WRITTEN INSTRUCTION - Convert every line of the material below into a numbered list, skipping any blank lines. Leave the pictures out of your answer.
-- START ENTRIES --
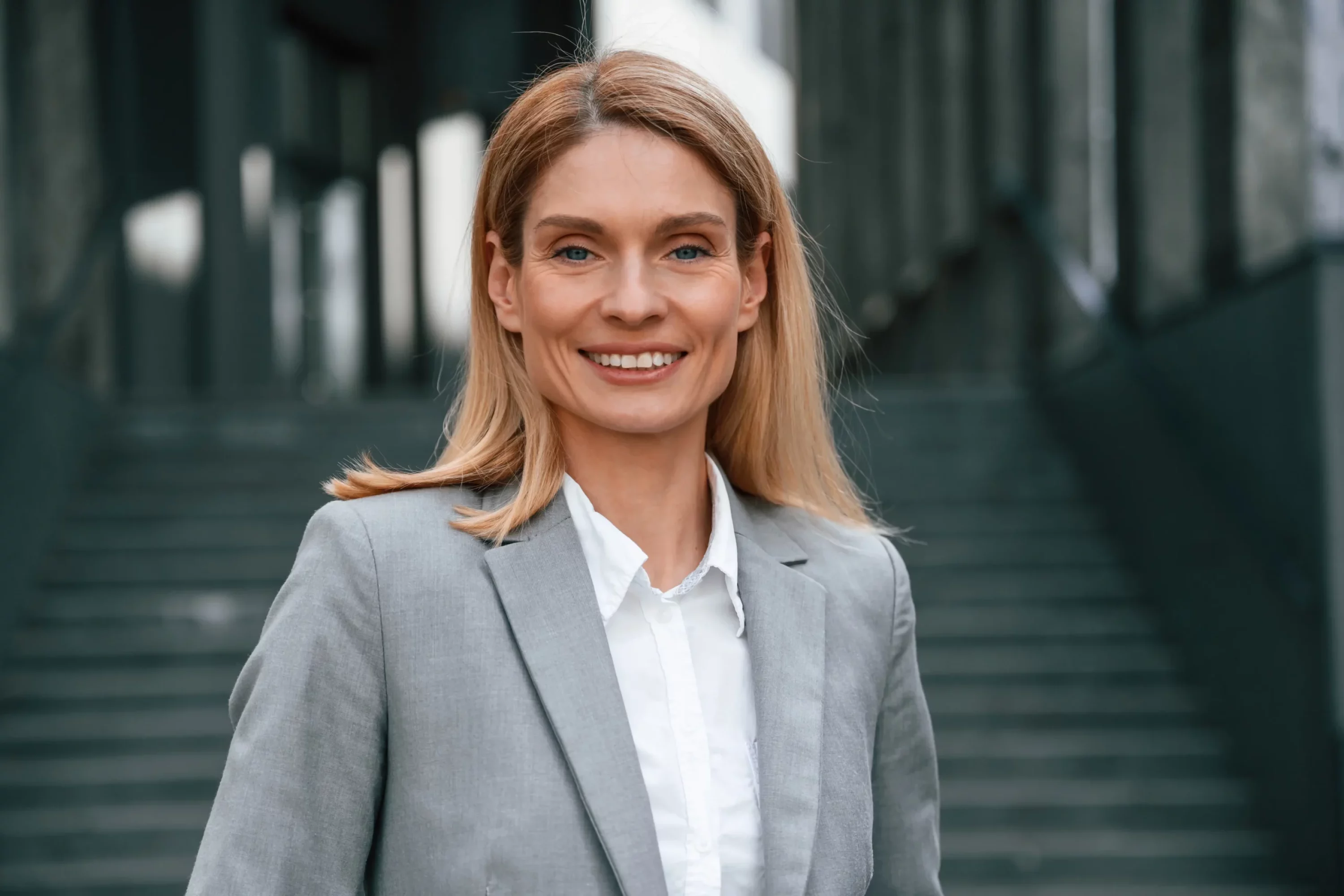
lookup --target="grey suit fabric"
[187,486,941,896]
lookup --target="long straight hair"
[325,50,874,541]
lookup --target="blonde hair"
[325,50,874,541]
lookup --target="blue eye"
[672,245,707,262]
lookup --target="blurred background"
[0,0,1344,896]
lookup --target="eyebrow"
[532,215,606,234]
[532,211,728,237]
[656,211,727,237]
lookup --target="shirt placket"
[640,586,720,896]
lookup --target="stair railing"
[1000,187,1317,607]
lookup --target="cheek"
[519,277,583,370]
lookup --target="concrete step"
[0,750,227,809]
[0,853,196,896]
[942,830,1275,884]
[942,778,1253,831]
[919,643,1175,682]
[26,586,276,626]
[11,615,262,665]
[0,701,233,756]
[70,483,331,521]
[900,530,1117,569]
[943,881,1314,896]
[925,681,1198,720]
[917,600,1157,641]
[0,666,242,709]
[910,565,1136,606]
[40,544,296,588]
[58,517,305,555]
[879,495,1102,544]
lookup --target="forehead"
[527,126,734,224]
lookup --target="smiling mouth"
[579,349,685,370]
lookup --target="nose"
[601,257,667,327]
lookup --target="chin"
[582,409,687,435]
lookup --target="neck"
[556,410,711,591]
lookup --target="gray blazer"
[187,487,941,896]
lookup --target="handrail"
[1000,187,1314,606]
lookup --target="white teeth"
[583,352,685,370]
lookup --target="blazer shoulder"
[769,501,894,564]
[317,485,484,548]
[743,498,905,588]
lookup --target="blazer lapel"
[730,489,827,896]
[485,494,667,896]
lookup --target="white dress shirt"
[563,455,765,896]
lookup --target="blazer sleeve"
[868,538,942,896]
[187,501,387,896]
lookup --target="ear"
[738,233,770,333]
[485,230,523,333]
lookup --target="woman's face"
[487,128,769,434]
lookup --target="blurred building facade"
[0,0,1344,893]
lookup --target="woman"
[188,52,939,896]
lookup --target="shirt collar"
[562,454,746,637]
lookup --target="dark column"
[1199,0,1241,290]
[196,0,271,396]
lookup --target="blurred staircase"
-- END ENTRIES --
SOLUTION TO THE PROBLEM -
1. lookup --target="grey suit fabric"
2. [187,486,941,896]
3. lookup --target="long straight hair"
4. [325,50,874,541]
5. lookup --target="blonde hair"
6. [325,50,874,541]
7. lookup --target="blue eye"
8. [672,245,707,262]
9. lookup --target="blurred background"
10. [0,0,1344,896]
11. lookup --target="eyebrow"
12. [532,215,606,234]
13. [532,211,728,237]
14. [656,211,727,237]
15. lookup --target="shirt placket"
16. [640,586,720,896]
17. lookup --target="stair railing"
18. [1000,187,1317,607]
19. lookup --target="cheek"
20. [519,277,583,370]
21. lookup --target="concrete step"
22. [0,750,227,809]
23. [0,853,196,896]
24. [942,830,1275,884]
25. [942,778,1253,831]
26. [919,643,1175,682]
27. [26,586,276,626]
28. [11,615,262,665]
29. [0,701,233,756]
30. [70,483,331,521]
31. [900,530,1117,569]
32. [943,881,1314,896]
33. [925,681,1198,720]
34. [917,600,1157,641]
35. [0,666,242,709]
36. [910,565,1136,606]
37. [40,544,296,588]
38. [58,517,305,555]
39. [879,495,1102,544]
40. lookup --target="forehead"
41. [527,126,734,224]
42. lookup --target="smiling mouth"
43. [579,349,685,370]
44. lookup --target="nose"
45. [601,257,667,327]
46. lookup --target="chin"
47. [582,409,687,435]
48. lookup --target="neck"
49. [556,410,711,591]
50. lookup --target="gray blazer"
51. [187,487,941,896]
52. lookup --target="handrail"
53. [1000,187,1314,606]
54. lookup --target="white teeth"
55. [583,352,685,370]
56. lookup --target="blazer shoulder"
57. [769,501,894,564]
58. [317,485,484,548]
59. [743,498,905,588]
60. lookup --target="blazer lapel"
61. [730,489,827,896]
62. [485,494,667,896]
63. lookup --target="white dress shirt"
64. [563,455,765,896]
65. lookup --target="blazer sleeve"
66. [868,538,942,896]
67. [187,501,387,896]
68. lookup --target="ear"
69. [738,233,770,333]
70. [485,230,523,333]
71. lookup --target="woman's face"
72. [487,128,769,434]
73. lookup --target="blurred building facade"
74. [0,0,1344,893]
75. lookup --target="woman"
76. [188,52,939,896]
77. lookup --target="shirt collar"
78. [562,454,746,637]
79. lookup --target="dark column"
80. [1199,0,1241,290]
81. [196,0,271,396]
82. lookup --target="blurred staircase"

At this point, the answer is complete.